EXERCISES -
1/ In the retailer article below, rewrite the paragraph that begins "Consider the “promotion incentive fee,”" more briefly, keeping its main facts.
2/ Return the part of the retailer article starting with "In some cases, the" and going on through "with identifying logos.", copied word for word.

PASSAGE SHOWN -
================

10 Things Retailers Won’t Tell You
1. “Forget commissions. Our staff gets kickbacks.”
Next time a salesperson gets overly pushy when promoting a product to you, think twice about their motives. Sometimes clerks have hidden agendas you might not know about.
Consider the “promotion incentive fee,” which is a selling incentive that leads sales staff to heavily favor one brand over another. This is typically a direct commission from the retailer, and it rewards sales associates for selling certain products – usually those with the highest point margin, says Jeff Green, president of Jeff Green Partners, a Mill Valley, Calif.-based retail consulting firm. It is increasingly popular with retailers, especially in the home furnishing and consumer electronics sectors. Customers who are unaware of this fee just think the salesperson is focusing on the product they believe is best. “Consumers should beware if they’re being oversold on a certain piece of merchandise,” says Green. “They have to ask themselves why this is.”
How can you distinguish good advice from a commission-driven sales pitch? “When you’re making a large purchase, make sure you’re communicating to the salesperson what it is you need,” says Daniel Butler, vice president of retail operations at the National Retail Federation (NRF). “If you feel they’re steering you toward something that doesn’t meet your needs, find someone else in the store to help you.”
2. “That salesman doesn’t actually work here.”
In some cases, the salesperson helping you isn’t always employed by that store.
Companies such as Hewlett-Packard, for example, sometimes provide their own employees or hire marketing firms or sales-training firms to be present in stores to offer information about a specific brand or product. An HP spokeswoman says her company’s reps “help customers identify the best solution for their needs” and wear shirts with identifying logos.

================

MATERIAL PROVIDED -
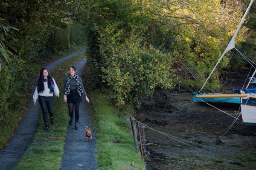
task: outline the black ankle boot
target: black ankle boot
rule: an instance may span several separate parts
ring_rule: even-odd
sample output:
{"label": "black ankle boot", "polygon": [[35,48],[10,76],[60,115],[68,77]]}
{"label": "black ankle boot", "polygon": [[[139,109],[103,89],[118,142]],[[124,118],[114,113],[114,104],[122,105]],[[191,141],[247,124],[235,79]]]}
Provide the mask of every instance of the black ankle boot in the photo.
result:
{"label": "black ankle boot", "polygon": [[70,126],[71,126],[71,125],[72,125],[72,122],[73,122],[73,119],[74,119],[73,117],[71,117],[70,118],[70,122],[69,123]]}
{"label": "black ankle boot", "polygon": [[45,130],[49,130],[49,125],[48,124],[45,125],[45,128],[44,128]]}
{"label": "black ankle boot", "polygon": [[76,124],[75,125],[75,129],[76,130],[78,129],[78,122],[76,122]]}
{"label": "black ankle boot", "polygon": [[53,116],[51,117],[50,117],[50,120],[51,122],[51,124],[53,125],[54,124],[54,119],[53,119]]}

================

ANSWERS IN ORDER -
1/ The "promotion incentive fee" is a selling incentive, typically a direct commission from the retailer. It rewards sales associates for selling certain products, usually those with the highest point margin, so staff heavily favor one brand over another. Jeff Green is president of Jeff Green Partners, a retail consulting firm based in Mill Valley, Calif. He says the fee is increasingly popular with retailers, especially in home furnishings and consumer electronics. Customers who don't know about it assume the salesperson is pushing the best product. Green advises consumers who are being oversold on a piece of merchandise to ask themselves why.

2/
In some cases, the salesperson helping you isn’t always employed by that store.
Companies such as Hewlett-Packard, for example, sometimes provide their own employees or hire marketing firms or sales-training firms to be present in stores to offer information about a specific brand or product. An HP spokeswoman says her company’s reps “help customers identify the best solution for their needs” and wear shirts with identifying logos.